▸ **RECORDS FOR THE EXERCISE**
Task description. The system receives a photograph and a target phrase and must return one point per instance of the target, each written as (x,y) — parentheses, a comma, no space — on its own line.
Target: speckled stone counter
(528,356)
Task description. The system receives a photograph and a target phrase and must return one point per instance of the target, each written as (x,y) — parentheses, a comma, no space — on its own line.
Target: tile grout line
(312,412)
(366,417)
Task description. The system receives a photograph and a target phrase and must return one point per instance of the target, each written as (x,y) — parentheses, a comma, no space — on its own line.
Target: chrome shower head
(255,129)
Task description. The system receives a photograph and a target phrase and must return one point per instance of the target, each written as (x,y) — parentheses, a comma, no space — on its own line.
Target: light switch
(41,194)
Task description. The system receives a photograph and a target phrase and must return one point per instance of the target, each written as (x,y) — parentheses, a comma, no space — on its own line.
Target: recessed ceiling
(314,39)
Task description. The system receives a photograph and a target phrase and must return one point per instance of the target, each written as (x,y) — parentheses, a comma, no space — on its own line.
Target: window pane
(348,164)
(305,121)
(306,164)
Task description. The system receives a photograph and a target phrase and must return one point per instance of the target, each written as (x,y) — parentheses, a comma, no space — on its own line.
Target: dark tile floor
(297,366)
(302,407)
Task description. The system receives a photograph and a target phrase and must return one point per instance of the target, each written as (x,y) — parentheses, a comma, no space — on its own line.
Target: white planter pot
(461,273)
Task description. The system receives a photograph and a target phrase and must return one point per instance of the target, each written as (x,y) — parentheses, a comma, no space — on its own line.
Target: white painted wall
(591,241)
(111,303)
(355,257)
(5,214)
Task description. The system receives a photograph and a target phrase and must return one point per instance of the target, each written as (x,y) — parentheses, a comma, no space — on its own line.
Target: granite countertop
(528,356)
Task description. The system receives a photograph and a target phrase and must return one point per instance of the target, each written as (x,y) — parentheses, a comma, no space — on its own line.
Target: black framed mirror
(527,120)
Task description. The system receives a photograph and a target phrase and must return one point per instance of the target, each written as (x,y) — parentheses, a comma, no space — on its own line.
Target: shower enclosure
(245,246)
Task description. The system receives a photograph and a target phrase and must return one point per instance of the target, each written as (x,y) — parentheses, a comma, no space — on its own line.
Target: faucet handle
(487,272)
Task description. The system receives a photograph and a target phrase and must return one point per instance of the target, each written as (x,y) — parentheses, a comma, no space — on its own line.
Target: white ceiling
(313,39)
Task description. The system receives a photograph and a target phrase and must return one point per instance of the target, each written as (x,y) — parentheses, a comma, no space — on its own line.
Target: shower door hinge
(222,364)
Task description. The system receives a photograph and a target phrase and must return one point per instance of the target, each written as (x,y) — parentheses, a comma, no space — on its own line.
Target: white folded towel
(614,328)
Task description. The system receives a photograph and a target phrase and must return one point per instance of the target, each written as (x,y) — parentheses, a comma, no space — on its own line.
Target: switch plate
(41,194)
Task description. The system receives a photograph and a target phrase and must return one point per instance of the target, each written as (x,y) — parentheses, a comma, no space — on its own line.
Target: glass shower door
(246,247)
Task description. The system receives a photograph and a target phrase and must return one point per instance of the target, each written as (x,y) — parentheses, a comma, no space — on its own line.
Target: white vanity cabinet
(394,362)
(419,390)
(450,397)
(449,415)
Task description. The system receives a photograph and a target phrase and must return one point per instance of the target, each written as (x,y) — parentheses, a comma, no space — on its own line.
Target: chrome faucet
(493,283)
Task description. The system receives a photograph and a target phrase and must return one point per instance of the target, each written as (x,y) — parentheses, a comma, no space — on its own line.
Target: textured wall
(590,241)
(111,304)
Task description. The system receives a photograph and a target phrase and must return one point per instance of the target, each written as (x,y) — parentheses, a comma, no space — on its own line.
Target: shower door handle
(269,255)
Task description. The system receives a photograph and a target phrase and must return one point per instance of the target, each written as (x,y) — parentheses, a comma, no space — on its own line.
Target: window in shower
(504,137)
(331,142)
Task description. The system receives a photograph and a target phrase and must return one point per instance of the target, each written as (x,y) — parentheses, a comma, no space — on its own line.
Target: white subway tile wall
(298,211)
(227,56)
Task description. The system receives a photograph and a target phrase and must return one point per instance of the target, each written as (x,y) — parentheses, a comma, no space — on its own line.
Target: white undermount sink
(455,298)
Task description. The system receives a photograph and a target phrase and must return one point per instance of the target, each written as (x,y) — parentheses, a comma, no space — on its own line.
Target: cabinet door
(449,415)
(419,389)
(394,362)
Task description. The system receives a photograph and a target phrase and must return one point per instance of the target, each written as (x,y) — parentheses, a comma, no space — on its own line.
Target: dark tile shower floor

▸ **AIM**
Retype every record above exactly as written.

▸ **EXERCISE OUTPUT**
Task description. The system receives a photograph and a target phrase and must return one point per instance of the target, each written as (x,y) — parentheses, a comma, no space — on its own line.
Target: speckled stone counter
(528,356)
Task description. The system receives a photograph and a target phrase and must return one point per instance of the target, each written as (x,y) — parentheses, a comma, no space — on its own line.
Target: tile grout line
(312,412)
(366,417)
Task description. The system receives a photograph and a target phrase and must return one point per instance of the target, each written as (x,y) — parentheses, a comma, no space — on its own line.
Target: chrome shower head
(255,129)
Task description. The system receives a photograph and a target phrase and must return one point per instance of the target, each written as (x,y) — parentheses, a comma, no space — on its own line.
Target: light switch
(41,194)
Task description. The system receives a photograph and a target phrase and must return one point per instance of the target, each written as (x,y) — parentheses, a comma, no space — on its own line.
Target: recessed ceiling
(314,39)
Task description. The system receives a photograph and a target phrase and must return one point per instance of the target, each written as (x,y) — parentheses, a comma, no space — on its own line.
Target: window pane
(348,164)
(305,121)
(306,164)
Task description. The system receives a photograph and a target phrase and must return one point per instance of the target, each written as (x,y) — parentheses, a comma, no space — on its own line.
Target: dark tile floor
(297,366)
(302,407)
Task description. The system receives a photograph and a target phrase and must return one point per instance of the target, each written as (x,y) — parentheses, a comma, no space — on its own line.
Target: white planter pot
(461,273)
Task description. The system receives a photograph and a target phrase and must return one point per instance of the target, each written as (x,y) — parentheses, a comma, no space — on its own line.
Target: white painted wall
(591,241)
(111,303)
(355,257)
(5,214)
Task description. The system receives a photograph and a target phrase and must return one point per instance of the target, each written as (x,y) — parentheses, a comma, no space — on its own line.
Target: granite countertop
(528,356)
Task description. The system receives a photograph and a target phrase and must return one point per instance of the target, each written as (x,y) — parentheses, a comma, no space — on its own line.
Target: black framed mirror
(527,120)
Task description. The system receives a photograph and a target phrase and must return one point per instance of the target, each written as (x,y) — parentheses, a comma, no space — on its own line.
Target: shower enclosure
(245,246)
Task description. The system receives a photograph and a target phrase and must return one point per instance of the target, each written as (x,y) — parentheses, a comma, no space — on its own line.
Target: faucet handle
(487,272)
Task description. The system receives a photograph and a target phrase and must return one point per instance of the target, each written as (x,y) — parentheses, a comma, no space — on its own line.
Target: white ceiling
(313,39)
Task description. The system receives a photograph and a target phrase and must return one point per instance of the target, each written as (x,y) — parentheses, a comma, no space — on its own line.
Target: shower door hinge
(222,364)
Task description. The system receives a photograph and a target phrase and must return one point per instance of the target, each written as (x,y) — parentheses, a comma, no space — on its own line.
Target: white folded towel
(614,328)
Task description. The system receives a photograph and a target phrase and must return one point per instance of the target, each written as (x,y) — parentheses, a comma, no space — on its own line.
Target: switch plate
(41,194)
Task description. The system receives a photograph and a target phrase and must return one point per instance of the target, each written as (x,y) — parentheses, a comma, no space — on its own line.
Target: glass shower door
(246,247)
Task description. The system receives a photograph and a target phrase and must return one point per instance of the target, each written as (x,y) — parentheses, a comma, no space — on its own line.
Target: white vanity cabinet
(394,362)
(419,390)
(450,397)
(449,415)
Task description. The system receives a photograph and a target phrase and must return one point per instance of the target, each written as (x,y) — parentheses, a comma, no space — on its own line.
Target: chrome faucet
(493,283)
Task description. The system receives a photograph and a target phrase and must return one point per instance of the target, each written as (x,y) — parentheses, a comma, no space — on its own line.
Target: textured wall
(590,241)
(111,304)
Task description. The system receives a photograph and a target phrase and must return one point per instance of the target, each written as (x,y) — parentheses, a comma, no space — on its own line.
Target: shower door handle
(269,255)
Task description. The system receives a photograph and a target phrase and must return one point per instance of the target, each written as (x,y) — parentheses, a comma, no space — on its own line.
Target: window in shower
(504,137)
(331,142)
Task description. The system receives a photograph and a target phrase and must return one point per instance of the target, each written as (x,y) — parentheses, a comma, no space — on its own line.
Target: white subway tile wall
(298,211)
(227,56)
Task description. The system receives a photograph and a target phrase and must return one point per instance of the target, each written as (x,y) — parentheses, a comma, no space — on its own line.
Target: white undermount sink
(455,298)
Task description. The system receives a photograph and a target phrase and must return one point per instance of the target, each written as (x,y) — parentheses, a comma, no space — on its own line.
Target: cabinet door
(449,415)
(419,389)
(394,362)
Task description. The system receives a photograph and a target phrase and must return one point per instance of the target, each written as (x,y) — parentheses, a comma, no space — on its own line.
Target: dark tile shower floor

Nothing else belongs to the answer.